*What needs to be done:* Transcribe each line below without altering anything.

*Task input:*

------------------------------------

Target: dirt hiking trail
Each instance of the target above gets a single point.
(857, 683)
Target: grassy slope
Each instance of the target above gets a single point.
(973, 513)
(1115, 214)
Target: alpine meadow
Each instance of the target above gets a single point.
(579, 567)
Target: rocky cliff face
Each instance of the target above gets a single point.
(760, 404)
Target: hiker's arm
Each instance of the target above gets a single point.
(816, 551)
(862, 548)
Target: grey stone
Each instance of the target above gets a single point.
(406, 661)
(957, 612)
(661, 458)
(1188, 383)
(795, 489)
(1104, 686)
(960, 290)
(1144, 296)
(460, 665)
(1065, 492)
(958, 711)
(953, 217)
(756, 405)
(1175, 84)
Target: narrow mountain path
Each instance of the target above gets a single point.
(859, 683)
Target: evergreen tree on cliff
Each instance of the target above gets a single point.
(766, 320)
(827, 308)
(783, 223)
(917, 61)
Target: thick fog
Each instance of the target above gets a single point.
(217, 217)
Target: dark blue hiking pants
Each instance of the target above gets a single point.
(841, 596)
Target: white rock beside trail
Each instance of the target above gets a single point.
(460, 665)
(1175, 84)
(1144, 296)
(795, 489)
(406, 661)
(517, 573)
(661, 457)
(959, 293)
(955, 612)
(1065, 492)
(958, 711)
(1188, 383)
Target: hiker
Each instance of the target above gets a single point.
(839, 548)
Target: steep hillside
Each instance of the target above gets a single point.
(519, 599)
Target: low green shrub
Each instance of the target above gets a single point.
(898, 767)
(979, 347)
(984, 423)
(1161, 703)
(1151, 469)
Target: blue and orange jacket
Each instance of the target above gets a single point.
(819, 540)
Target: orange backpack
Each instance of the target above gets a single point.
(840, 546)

------------------------------------

*Your response:*
Target: dirt hiking trail
Each instance of the target above gets a single point.
(857, 683)
Target: grassy slope
Each instance of the target above gets a single point.
(973, 513)
(1115, 214)
Target: alpine meadow
Each instance of the target above gets a single point.
(579, 567)
Target: rocky cliff face
Each instance of the target above gets a single point.
(760, 404)
Target: hiker's arm
Each instance of the target above gets a single point.
(816, 551)
(862, 548)
Target: grey stone
Each instance of the target above gets a single point.
(406, 661)
(957, 612)
(661, 458)
(1188, 383)
(795, 489)
(1104, 686)
(960, 290)
(1144, 296)
(460, 665)
(1065, 492)
(958, 711)
(953, 217)
(756, 405)
(1175, 84)
Target: narrow mountain path
Each instance of the target above gets a single point.
(859, 683)
Target: evergreen tree on cliff
Each instance of the target above gets a single point.
(766, 320)
(827, 308)
(783, 223)
(917, 61)
Target: thick fog
Each instance of the target above gets a single point.
(217, 217)
Target: dark blue hiking pants
Each instance of the target above gets a single point.
(841, 596)
Target: white rock beside trail
Each instance of the target above gets a single point.
(460, 665)
(1175, 84)
(1144, 296)
(795, 489)
(406, 661)
(517, 573)
(661, 457)
(959, 293)
(955, 612)
(1065, 492)
(958, 711)
(1188, 383)
Target: hiker
Each instance of the target above gets a single point.
(839, 548)
Target: steep hillside
Each instance of the target above gets a single point.
(519, 599)
Target: low green shrub
Each instance of the target above gets a single point.
(898, 767)
(979, 347)
(984, 423)
(1161, 703)
(1151, 469)
Target: blue and orange jacket
Each instance of the target above gets a single point.
(819, 540)
Target: orange backpack
Each instance of the target above gets a single point.
(840, 546)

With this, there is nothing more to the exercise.